[EXERCISE TASKS]:
1: Translate this sentence from the 41CL power post below into Spanish: "The oscillator is still running, but the clocks are stopped inside the FPGA."
2: In the 41CL power post below, write out the passage from "Light Sleep is" up to and including "during light sleep.".

Begin PASSAGE

Tim,
For the 41CL I had to mimic the power-down modes of the original 41C series as best I could. I think I ended up with something quite similar to what was used. Basically there are three states: Deep Sleep, Light Sleep, and Running.
In Deep Sleep power (Vdd) is shut off to the majority of the logic, which in the 41CL is a Flash-based FPGA. The program storage, also being FLash, is powered down, and the main voltage regulator is shut off (it still passes the unregulated battery voltage), along with the master oscillator. So the only things drawing power are: the static RAM (data storage), the CPLD (which has the wake-up logic), the RS232 chip (just in case in the future I add serial wake-up functionality), the micro-power regulators for the RAM and CPLD, and two resistive dividers in the main power supply (one for the low-level detect, and one for the voltage-level feedback).
Light Sleep is the state where the calulator is "on" but not actually doing anything. Everything is powered, but static. The oscillator is still running, but the clocks are stopped inside the FPGA. Because of the way the keyboard scanner works, all of the column drivers have to be Low in this state (to detect any keypress), but that is a slight problem, because the column signals are really open-drain drivers with resistive pull-ups. So the pull-ups have to be as large as possible. But this conflicts with the timing for the keyboard scanner. What I ended up doing was during the actual keyboard scan, precharging all of the column lines before actually driving one of them. This allowed me to use megohm pullups instead of the 75K that would have been required to meet timing. That saved 370uA during light sleep.
I guess the bottom line is that when going for low-power, try everything possible, because it all adds up in the end. The 41CL current drain isn't as low as it could be because the programmable logic vendors haven't really cared about power. I mean, the wake-up logic required to remain powered is perhaps a dozen gates, but the CPLD draws alomst 100uA. If I were doing this in a custom chip that number would be less than 5uA. Even the resistive dividers in the power supply is a trade-off. I live with 3-4% accuracy on the voltages, because that lets me use higher-value resistors, saving another 10uA or more per divider.
Monte

End PASSAGE
Begin DATA ENTRIES

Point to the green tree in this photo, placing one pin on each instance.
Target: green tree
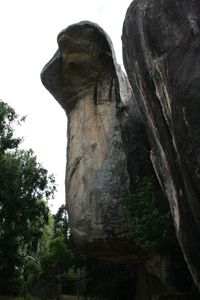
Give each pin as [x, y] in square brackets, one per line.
[24, 187]
[61, 227]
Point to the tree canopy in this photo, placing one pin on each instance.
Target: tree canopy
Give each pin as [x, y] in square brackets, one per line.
[24, 187]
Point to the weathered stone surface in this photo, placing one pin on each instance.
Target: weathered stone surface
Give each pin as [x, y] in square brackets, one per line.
[104, 130]
[161, 45]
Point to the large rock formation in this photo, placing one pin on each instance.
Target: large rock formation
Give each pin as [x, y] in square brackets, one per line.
[104, 130]
[161, 45]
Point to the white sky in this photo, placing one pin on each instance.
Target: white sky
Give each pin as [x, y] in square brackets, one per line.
[28, 33]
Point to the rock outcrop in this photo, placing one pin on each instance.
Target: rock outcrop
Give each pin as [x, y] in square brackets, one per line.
[104, 131]
[161, 46]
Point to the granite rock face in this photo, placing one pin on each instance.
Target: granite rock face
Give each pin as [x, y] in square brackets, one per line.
[161, 46]
[104, 131]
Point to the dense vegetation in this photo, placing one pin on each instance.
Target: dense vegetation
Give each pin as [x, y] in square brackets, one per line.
[150, 226]
[25, 186]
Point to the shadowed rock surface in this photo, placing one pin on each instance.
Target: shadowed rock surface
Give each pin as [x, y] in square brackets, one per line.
[161, 46]
[104, 131]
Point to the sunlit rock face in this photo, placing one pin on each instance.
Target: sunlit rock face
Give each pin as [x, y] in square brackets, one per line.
[85, 79]
[161, 46]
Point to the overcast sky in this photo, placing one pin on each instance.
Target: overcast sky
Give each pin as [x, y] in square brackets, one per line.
[28, 32]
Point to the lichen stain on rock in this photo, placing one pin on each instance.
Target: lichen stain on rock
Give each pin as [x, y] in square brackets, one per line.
[161, 48]
[103, 125]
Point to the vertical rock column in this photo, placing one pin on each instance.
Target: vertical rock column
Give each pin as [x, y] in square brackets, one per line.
[161, 47]
[85, 79]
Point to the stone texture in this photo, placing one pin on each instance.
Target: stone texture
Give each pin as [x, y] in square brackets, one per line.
[161, 46]
[104, 131]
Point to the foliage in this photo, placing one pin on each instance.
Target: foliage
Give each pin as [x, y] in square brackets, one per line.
[150, 226]
[24, 187]
[149, 222]
[61, 227]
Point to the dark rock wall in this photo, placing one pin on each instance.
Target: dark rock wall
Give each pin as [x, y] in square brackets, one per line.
[161, 48]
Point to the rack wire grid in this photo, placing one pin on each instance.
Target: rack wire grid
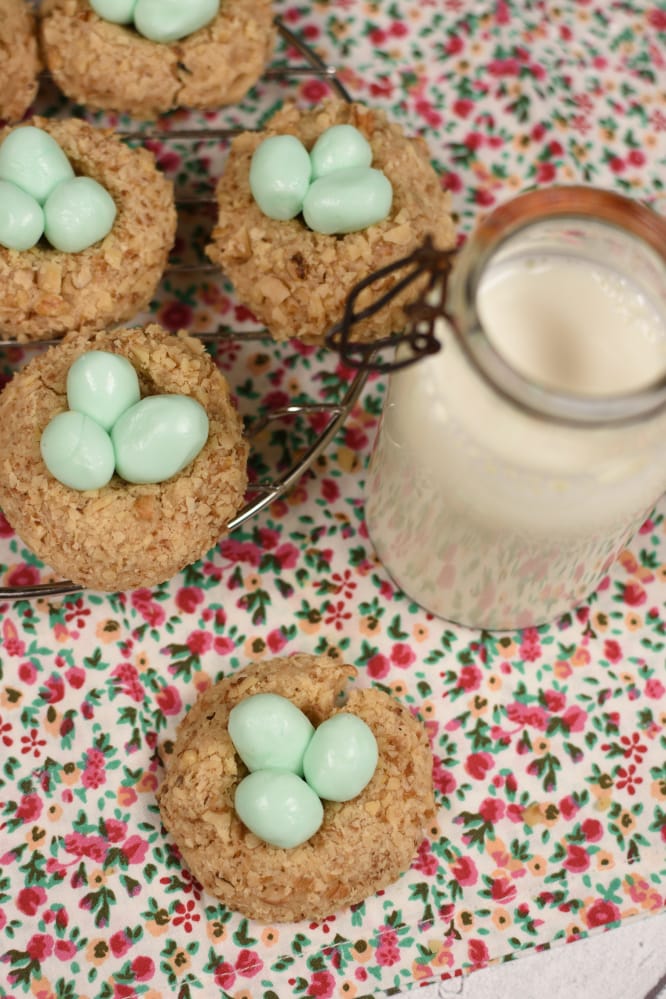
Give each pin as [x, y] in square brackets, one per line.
[297, 456]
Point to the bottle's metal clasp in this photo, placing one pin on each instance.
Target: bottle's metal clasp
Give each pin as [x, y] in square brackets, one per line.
[418, 335]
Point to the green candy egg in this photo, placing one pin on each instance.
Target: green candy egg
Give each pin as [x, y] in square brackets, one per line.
[269, 732]
[338, 148]
[78, 213]
[158, 437]
[278, 807]
[341, 757]
[102, 385]
[169, 20]
[77, 451]
[32, 160]
[347, 200]
[280, 175]
[116, 11]
[21, 218]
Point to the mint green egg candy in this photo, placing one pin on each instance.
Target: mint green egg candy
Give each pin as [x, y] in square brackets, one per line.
[341, 757]
[347, 200]
[278, 807]
[170, 20]
[77, 451]
[102, 385]
[338, 148]
[78, 213]
[21, 218]
[270, 732]
[158, 437]
[34, 161]
[116, 11]
[280, 174]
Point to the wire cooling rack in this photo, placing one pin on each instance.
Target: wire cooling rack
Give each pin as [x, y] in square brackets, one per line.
[261, 493]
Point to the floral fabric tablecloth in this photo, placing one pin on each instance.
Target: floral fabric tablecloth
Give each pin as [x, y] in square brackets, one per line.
[549, 744]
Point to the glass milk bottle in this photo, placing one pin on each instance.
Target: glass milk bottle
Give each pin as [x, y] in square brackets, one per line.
[511, 468]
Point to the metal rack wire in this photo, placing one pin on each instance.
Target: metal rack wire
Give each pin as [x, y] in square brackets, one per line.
[262, 494]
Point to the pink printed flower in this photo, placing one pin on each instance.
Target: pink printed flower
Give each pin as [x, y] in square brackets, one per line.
[477, 765]
[464, 871]
[502, 890]
[654, 688]
[469, 678]
[402, 655]
[248, 963]
[40, 946]
[30, 808]
[633, 594]
[601, 913]
[169, 701]
[425, 861]
[29, 900]
[225, 976]
[199, 642]
[577, 859]
[119, 943]
[477, 952]
[135, 849]
[287, 556]
[612, 650]
[627, 777]
[322, 985]
[64, 950]
[115, 830]
[575, 718]
[378, 666]
[223, 646]
[276, 640]
[387, 951]
[143, 968]
[527, 714]
[568, 807]
[491, 810]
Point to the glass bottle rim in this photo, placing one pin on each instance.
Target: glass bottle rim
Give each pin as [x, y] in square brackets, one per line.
[577, 203]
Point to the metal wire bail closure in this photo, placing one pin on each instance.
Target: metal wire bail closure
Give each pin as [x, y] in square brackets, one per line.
[418, 337]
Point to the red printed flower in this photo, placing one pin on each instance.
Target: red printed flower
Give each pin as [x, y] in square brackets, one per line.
[634, 594]
[477, 765]
[601, 913]
[225, 976]
[627, 777]
[199, 642]
[322, 985]
[477, 952]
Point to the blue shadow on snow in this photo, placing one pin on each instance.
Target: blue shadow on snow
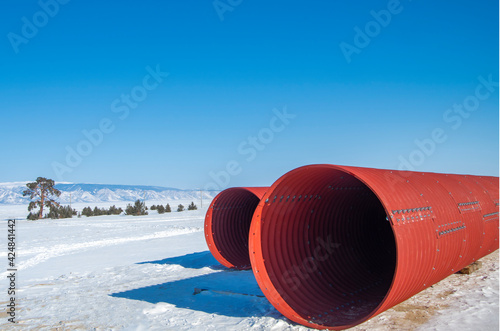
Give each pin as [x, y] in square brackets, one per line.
[225, 292]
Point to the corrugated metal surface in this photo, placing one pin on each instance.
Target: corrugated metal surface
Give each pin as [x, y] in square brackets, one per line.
[332, 246]
[227, 223]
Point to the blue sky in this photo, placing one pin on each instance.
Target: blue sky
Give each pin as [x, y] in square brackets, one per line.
[254, 89]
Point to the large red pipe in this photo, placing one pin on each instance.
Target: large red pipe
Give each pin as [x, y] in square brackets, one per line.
[332, 246]
[227, 223]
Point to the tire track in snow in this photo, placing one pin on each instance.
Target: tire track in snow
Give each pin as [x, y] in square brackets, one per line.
[46, 253]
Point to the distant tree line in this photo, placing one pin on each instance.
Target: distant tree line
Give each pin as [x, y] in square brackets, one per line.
[42, 194]
[161, 209]
[113, 210]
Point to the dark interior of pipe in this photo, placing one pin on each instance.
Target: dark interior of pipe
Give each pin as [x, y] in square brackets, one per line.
[231, 217]
[327, 245]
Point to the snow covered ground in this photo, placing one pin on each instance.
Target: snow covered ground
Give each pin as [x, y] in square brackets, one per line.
[140, 273]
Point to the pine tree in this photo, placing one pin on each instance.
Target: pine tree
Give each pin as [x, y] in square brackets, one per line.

End DATA ENTRIES

[WRITTEN RESPONSES]:
1: El oscilador sigue funcionando, pero los relojes están detenidos dentro de la FPGA.

2:
Light Sleep is the state where the calulator is "on" but not actually doing anything. Everything is powered, but static. The oscillator is still running, but the clocks are stopped inside the FPGA. Because of the way the keyboard scanner works, all of the column drivers have to be Low in this state (to detect any keypress), but that is a slight problem, because the column signals are really open-drain drivers with resistive pull-ups. So the pull-ups have to be as large as possible. But this conflicts with the timing for the keyboard scanner. What I ended up doing was during the actual keyboard scan, precharging all of the column lines before actually driving one of them. This allowed me to use megohm pullups instead of the 75K that would have been required to meet timing. That saved 370uA during light sleep.